### Supplied text

In another famous case, a white settler in Nakuru murdered an African by suffocating him after locking up the victim in a cupboard for a whole night.

Asked by the trial magistrate why he did it, he replied that while flogging the servant, he’d kept shouting in Kiswahili: “Nataka kufa” which the settler took to mean “I want to die”, instead of “I am about to die”, which was the servant’s way of asking for mercy.

The settler told the court that since the servant had “expressed” a wish to die and flogging couldn’t kill him, he decided to lock him in the cupboard for the night and let him die there! Amazingly, the court set free the unremorseful killer with only a warning never to repeat it again!

Peter Poole’s luck in getting away with murder abruptly ended that morning 60 years ago when he shot dead his cook. To his utter surprise and that of the white settler community in Kenya, he was arraigned in court and charged with murder. But up to that point, he and his ilk thought it was business as usual and that after going through the motions, and tempers cooled, he would quietly be set free to go back home and wait for the next opportunity to kill a “bloody African”.

He was wrong. The white jury returned a verdict of guilty as charged. The trial judge agreed and passed a death sentence.

The story made world headlines and aroused great fury in white settlers and among the racists in Britain and everywhere else in the world. Why on earth hang a white “merely” for killing an African! How?

Poole’s lawyers appealed against the sentence, but the colonial Supreme Court in Nairobi upheld judgment by the lower court on December 10, 1959.

Peter Poole would have to die for his crime.

Unbelieving, his parents and settlers in Kenya collected 25,000 signatures — a very huge figure those days — and petitioned the colonial Governor of Kenya to pardon him.

The Governor said his hands were tied and declined. The petition was forwarded to the Queen of England. Her Majesty, too, was in no mood to forgive the crime. August 18, 1960, was set as the date for Poole with the hangman.

It is while in prison waiting to be hanged that the “great” Poole got humbled and came to acknowledge the existence of God and sought repentance. Before that, he believed he was “god” by himself with powers to kill at will.

### Supplied records

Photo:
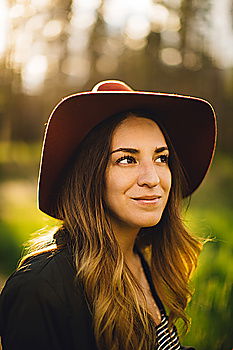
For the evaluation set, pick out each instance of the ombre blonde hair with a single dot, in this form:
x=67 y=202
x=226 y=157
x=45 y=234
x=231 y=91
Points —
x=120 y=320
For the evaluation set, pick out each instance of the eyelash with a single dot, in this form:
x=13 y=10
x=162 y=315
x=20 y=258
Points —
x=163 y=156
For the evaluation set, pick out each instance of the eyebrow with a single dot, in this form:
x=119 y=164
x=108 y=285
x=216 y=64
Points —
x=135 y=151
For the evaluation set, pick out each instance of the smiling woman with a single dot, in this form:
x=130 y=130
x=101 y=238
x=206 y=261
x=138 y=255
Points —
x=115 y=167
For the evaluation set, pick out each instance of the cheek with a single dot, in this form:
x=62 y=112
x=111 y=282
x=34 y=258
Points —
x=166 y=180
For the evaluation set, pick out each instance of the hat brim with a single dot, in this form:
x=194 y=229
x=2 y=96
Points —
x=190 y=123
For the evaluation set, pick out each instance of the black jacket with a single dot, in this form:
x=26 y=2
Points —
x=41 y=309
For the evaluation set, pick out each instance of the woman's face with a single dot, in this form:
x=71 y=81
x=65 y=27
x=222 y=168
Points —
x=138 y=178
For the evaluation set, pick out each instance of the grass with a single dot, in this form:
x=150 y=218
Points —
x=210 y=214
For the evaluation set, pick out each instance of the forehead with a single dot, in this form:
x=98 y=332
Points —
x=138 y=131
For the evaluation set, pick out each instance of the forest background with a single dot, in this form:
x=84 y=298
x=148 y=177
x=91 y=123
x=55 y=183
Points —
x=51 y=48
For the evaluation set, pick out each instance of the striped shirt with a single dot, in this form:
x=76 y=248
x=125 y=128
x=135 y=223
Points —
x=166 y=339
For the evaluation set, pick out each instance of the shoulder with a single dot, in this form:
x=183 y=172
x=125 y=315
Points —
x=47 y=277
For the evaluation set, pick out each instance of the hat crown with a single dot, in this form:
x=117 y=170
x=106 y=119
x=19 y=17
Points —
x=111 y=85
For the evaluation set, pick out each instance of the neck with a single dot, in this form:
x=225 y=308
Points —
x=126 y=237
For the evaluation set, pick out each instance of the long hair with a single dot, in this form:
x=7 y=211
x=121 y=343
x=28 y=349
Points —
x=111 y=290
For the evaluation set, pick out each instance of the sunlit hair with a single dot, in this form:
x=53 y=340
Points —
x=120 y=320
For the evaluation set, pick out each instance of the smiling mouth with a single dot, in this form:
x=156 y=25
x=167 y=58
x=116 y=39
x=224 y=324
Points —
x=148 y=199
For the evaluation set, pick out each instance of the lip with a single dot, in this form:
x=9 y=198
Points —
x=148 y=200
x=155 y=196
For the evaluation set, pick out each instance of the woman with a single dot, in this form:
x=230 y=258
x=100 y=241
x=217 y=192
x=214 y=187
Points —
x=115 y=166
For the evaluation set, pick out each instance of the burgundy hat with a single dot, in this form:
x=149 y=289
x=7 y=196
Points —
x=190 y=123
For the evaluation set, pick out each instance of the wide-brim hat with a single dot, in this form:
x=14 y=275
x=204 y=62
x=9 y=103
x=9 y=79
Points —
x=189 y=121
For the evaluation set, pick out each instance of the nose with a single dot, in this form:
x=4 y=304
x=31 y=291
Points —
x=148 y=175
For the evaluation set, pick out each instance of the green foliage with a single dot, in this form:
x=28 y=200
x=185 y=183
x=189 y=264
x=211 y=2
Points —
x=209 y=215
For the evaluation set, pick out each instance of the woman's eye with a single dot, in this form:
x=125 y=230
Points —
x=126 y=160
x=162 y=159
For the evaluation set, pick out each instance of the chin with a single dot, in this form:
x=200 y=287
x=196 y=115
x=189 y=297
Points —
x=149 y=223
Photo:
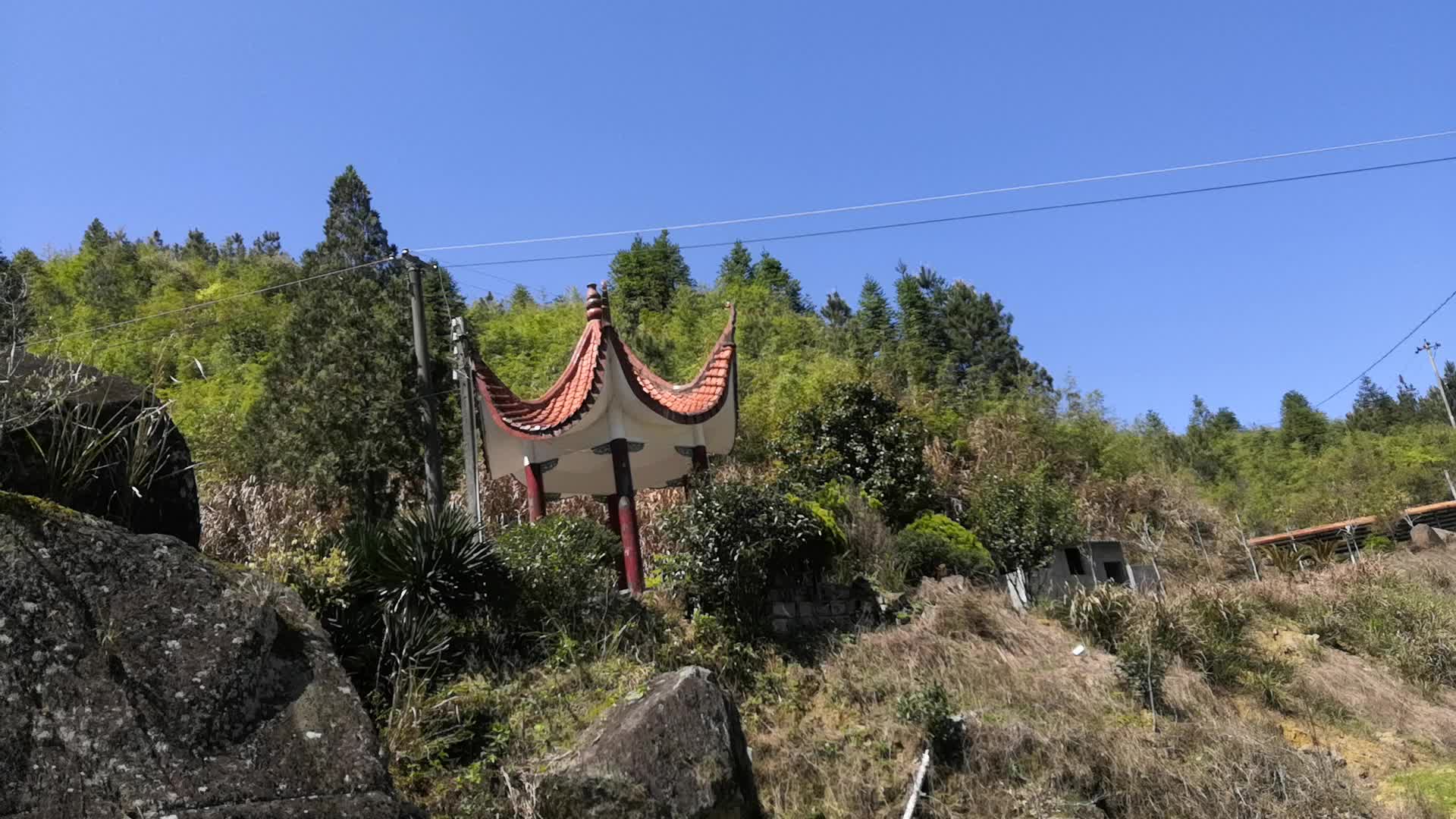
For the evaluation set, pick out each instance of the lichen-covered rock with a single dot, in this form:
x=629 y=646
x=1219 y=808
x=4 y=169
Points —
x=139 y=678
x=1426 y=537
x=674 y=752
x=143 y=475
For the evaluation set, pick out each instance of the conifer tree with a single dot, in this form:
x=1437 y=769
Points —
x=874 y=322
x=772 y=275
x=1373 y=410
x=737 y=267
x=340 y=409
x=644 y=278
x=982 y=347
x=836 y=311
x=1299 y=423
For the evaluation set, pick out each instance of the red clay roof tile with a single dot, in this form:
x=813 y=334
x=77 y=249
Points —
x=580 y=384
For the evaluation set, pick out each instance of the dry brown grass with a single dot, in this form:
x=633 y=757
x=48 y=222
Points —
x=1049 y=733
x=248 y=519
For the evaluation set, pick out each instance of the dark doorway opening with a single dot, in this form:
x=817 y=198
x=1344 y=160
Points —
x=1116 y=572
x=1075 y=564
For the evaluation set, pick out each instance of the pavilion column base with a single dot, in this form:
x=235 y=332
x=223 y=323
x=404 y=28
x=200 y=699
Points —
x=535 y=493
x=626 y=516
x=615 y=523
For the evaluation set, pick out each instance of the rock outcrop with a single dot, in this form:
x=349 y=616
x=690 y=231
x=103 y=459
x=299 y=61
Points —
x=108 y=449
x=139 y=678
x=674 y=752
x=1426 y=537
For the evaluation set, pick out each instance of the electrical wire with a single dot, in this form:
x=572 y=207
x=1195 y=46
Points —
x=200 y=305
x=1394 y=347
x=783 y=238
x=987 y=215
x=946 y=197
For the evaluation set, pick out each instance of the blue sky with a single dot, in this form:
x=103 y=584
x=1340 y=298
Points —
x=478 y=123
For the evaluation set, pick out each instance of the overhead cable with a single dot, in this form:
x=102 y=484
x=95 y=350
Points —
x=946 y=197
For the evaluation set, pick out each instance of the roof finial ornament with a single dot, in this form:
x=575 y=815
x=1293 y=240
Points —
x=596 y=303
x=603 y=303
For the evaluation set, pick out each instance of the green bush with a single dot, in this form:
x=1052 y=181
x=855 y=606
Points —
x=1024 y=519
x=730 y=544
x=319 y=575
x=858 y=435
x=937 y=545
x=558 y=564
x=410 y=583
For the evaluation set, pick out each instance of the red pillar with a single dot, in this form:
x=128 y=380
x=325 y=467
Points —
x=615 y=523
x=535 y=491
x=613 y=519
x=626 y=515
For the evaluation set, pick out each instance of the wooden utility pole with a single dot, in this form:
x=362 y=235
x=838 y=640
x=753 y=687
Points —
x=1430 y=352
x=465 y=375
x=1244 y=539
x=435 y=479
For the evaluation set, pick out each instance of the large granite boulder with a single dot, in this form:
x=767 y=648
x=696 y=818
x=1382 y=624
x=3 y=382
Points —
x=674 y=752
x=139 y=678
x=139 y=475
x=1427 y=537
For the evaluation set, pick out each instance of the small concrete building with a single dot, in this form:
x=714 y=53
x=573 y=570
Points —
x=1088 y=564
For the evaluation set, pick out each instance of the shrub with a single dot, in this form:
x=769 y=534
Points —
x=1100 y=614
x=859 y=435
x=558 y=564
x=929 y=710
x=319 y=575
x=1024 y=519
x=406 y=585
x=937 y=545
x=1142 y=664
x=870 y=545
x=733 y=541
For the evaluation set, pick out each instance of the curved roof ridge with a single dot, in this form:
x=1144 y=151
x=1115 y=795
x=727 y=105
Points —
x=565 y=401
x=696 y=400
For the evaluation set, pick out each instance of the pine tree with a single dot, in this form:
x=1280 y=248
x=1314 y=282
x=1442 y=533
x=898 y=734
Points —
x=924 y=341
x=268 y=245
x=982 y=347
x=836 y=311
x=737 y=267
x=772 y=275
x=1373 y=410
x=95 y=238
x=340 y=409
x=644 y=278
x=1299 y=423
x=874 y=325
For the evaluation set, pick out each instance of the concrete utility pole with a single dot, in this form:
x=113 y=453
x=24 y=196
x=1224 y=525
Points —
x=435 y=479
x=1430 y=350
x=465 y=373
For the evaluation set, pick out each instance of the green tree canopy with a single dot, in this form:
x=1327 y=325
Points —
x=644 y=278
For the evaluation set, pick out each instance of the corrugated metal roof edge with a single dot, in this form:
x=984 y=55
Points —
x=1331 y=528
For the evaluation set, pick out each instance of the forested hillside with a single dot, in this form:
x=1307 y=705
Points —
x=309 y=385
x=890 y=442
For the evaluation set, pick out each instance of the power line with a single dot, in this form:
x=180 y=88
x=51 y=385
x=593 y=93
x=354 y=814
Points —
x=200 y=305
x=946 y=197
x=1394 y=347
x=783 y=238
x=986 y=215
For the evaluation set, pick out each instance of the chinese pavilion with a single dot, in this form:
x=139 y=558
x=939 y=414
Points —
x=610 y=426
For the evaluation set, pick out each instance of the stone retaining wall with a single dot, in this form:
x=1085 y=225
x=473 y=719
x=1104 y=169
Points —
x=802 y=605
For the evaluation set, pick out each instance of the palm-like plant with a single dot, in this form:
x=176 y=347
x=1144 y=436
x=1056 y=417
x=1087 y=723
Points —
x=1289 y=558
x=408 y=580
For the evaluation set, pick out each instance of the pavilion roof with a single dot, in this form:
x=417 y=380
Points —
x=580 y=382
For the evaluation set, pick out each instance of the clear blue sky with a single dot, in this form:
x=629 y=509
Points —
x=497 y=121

### What you need to do
Copy everything from "The story made" down to "with the hangman." in the passage on the Peter Poole case, changing "Governor" to "Administrator" wherever it occurs.

### Solution for this task
The story made world headlines and aroused great fury in white settlers and among the racists in Britain and everywhere else in the world. Why on earth hang a white “merely” for killing an African! How?

Poole’s lawyers appealed against the sentence, but the colonial Supreme Court in Nairobi upheld judgment by the lower court on December 10, 1959.

Peter Poole would have to die for his crime.

Unbelieving, his parents and settlers in Kenya collected 25,000 signatures — a very huge figure those days — and petitioned the colonial Administrator of Kenya to pardon him.

The Administrator said his hands were tied and declined. The petition was forwarded to the Queen of England. Her Majesty, too, was in no mood to forgive the crime. August 18, 1960, was set as the date for Poole with the hangman.